(Beginning of TASK INPUTS)

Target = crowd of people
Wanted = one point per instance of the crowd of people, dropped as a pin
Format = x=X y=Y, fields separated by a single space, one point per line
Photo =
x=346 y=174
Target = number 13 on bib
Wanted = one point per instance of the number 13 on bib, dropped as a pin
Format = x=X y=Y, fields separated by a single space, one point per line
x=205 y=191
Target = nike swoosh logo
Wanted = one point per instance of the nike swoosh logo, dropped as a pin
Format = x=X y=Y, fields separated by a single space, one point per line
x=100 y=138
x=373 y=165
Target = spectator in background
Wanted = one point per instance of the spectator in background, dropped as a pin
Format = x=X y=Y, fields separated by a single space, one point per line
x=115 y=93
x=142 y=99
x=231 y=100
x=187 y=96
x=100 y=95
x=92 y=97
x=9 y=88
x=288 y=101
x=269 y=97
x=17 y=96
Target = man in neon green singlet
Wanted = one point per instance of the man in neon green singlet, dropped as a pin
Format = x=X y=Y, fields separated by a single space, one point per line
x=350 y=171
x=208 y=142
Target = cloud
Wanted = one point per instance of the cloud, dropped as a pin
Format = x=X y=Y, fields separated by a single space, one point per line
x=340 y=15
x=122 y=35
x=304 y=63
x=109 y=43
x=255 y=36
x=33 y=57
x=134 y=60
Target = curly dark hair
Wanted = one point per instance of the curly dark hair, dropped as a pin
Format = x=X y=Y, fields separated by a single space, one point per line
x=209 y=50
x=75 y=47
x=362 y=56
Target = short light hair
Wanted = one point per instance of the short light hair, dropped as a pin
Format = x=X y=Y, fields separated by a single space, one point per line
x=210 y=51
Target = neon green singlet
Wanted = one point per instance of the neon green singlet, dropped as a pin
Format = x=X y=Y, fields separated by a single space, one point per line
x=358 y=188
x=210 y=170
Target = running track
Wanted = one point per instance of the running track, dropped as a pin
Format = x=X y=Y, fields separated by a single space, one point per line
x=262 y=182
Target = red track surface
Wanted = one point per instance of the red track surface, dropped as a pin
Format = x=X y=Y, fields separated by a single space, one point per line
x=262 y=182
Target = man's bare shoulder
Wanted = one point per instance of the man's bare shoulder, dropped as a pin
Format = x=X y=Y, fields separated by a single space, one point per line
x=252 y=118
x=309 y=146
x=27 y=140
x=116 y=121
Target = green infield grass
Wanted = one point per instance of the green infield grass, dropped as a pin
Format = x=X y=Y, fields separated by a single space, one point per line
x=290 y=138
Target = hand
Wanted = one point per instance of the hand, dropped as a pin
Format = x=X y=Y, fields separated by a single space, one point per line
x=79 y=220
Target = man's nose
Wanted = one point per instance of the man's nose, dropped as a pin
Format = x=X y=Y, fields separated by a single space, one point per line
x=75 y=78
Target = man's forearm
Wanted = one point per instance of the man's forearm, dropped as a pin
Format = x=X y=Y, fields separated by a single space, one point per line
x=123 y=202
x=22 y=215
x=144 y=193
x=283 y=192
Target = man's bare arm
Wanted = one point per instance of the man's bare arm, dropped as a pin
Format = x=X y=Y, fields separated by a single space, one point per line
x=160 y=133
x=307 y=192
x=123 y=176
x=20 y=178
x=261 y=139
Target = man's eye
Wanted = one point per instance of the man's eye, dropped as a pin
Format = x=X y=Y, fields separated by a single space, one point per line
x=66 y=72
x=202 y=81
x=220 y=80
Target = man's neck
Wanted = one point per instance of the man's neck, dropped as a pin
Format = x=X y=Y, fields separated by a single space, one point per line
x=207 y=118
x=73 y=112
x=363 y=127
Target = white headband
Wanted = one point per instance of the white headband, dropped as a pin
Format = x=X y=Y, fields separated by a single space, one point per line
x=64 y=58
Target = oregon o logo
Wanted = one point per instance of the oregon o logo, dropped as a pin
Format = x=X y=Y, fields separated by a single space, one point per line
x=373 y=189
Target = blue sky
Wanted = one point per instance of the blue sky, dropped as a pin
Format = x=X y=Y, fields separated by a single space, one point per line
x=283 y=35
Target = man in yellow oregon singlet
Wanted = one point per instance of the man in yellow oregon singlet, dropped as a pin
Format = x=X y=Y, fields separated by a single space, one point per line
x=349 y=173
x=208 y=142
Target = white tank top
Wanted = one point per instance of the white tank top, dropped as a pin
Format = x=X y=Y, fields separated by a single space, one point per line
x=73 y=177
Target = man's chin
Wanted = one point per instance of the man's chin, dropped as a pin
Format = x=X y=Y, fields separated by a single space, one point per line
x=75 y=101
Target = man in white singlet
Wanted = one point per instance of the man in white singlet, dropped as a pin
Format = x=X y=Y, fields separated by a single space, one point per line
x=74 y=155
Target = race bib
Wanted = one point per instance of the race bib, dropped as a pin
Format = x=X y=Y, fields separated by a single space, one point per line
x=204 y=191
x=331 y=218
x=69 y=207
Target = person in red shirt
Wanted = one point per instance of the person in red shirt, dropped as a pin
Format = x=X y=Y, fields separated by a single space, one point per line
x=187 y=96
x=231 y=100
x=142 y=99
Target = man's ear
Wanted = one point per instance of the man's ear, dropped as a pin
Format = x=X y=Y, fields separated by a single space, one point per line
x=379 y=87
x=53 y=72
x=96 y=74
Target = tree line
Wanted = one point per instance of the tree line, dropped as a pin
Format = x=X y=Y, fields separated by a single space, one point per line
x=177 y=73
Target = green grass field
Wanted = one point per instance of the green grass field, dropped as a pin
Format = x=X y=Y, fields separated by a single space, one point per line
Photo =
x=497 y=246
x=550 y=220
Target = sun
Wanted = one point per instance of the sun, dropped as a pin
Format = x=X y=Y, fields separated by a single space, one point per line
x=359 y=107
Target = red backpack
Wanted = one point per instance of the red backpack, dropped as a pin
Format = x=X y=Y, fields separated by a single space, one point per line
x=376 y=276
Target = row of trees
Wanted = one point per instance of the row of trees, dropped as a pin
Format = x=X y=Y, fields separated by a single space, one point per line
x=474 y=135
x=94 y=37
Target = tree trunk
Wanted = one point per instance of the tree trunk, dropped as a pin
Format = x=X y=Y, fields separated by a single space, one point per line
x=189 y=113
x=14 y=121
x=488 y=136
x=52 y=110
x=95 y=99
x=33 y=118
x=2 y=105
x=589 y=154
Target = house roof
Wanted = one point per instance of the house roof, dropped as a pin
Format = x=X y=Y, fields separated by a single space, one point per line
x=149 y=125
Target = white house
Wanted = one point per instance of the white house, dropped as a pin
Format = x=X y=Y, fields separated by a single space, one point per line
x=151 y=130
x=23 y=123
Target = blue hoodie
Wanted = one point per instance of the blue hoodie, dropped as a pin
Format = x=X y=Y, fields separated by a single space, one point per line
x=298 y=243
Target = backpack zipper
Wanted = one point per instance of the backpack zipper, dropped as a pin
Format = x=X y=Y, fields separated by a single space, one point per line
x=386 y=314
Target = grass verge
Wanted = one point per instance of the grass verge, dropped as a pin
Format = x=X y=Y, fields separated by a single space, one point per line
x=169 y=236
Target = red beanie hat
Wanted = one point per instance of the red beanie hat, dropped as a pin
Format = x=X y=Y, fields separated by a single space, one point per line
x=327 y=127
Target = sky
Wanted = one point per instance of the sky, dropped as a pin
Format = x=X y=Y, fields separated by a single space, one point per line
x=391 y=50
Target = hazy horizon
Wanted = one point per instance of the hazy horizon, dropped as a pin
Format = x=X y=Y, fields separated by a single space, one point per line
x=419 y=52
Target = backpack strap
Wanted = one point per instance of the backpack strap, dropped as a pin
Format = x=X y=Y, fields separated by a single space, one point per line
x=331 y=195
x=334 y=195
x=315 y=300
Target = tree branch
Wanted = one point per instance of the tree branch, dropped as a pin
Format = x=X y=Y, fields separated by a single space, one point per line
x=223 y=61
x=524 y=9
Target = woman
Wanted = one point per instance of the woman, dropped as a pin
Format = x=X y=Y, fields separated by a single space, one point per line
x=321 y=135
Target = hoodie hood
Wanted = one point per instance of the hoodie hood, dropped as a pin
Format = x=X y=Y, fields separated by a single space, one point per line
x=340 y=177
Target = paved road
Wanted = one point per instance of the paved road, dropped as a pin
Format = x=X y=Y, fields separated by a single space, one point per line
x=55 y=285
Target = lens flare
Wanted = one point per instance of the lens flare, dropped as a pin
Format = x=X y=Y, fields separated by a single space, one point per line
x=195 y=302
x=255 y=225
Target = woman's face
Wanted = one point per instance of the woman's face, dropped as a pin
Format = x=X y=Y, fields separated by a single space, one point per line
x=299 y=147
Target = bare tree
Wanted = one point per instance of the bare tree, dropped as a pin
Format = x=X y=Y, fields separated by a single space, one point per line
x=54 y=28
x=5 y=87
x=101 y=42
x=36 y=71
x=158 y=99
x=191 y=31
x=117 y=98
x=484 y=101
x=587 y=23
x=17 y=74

(End of TASK INPUTS)

* WORK REQUEST
Please reproduce, exactly as they appear above, the lines from the line containing "Target = spectator in background" up to and including the line containing "shoulder, dropped as a pin".

* ANSWER BOX
Target = spectator in background
Wanted = one point per instance of the spectator in background, dropped as a pin
Format = x=X y=Y, fields separated by a single space, one point per line
x=115 y=93
x=142 y=99
x=231 y=100
x=187 y=96
x=100 y=95
x=92 y=97
x=9 y=88
x=288 y=101
x=269 y=97
x=17 y=96
Target = man in neon green singlet
Wanted = one point per instance of the man in neon green singlet, dropped as a pin
Format = x=X y=Y, fields separated by a single space, one point per line
x=350 y=171
x=208 y=142
Target = cloud
Wanted = one point per instance of the cloud, dropped as a pin
Format = x=X y=Y, fields separated by a single space, one point per line
x=340 y=15
x=122 y=35
x=304 y=63
x=109 y=43
x=255 y=36
x=33 y=57
x=134 y=60
Target = curly dark hair
Wanted = one point per instance of the curly dark hair, dropped as a pin
Format = x=X y=Y, fields separated by a single space, one point per line
x=209 y=50
x=75 y=47
x=362 y=56
Target = short light hair
Wanted = one point per instance of the short light hair, dropped as a pin
Format = x=X y=Y, fields separated by a single space, one point per line
x=210 y=51
Target = neon green singlet
Wanted = one point per instance of the neon green singlet, dropped as a pin
Format = x=X y=Y, fields separated by a single space, one point per line
x=358 y=188
x=210 y=170
Target = running track
Wanted = one point per instance of the running track, dropped as a pin
Format = x=X y=Y, fields separated by a single space, one point per line
x=262 y=182
Target = red track surface
Wanted = one point per instance of the red track surface, dropped as a pin
Format = x=X y=Y, fields separated by a single space, one point per line
x=262 y=182
Target = man's bare shoulder
Wanted = one point per instance of the man's bare shoulder, dropped as a pin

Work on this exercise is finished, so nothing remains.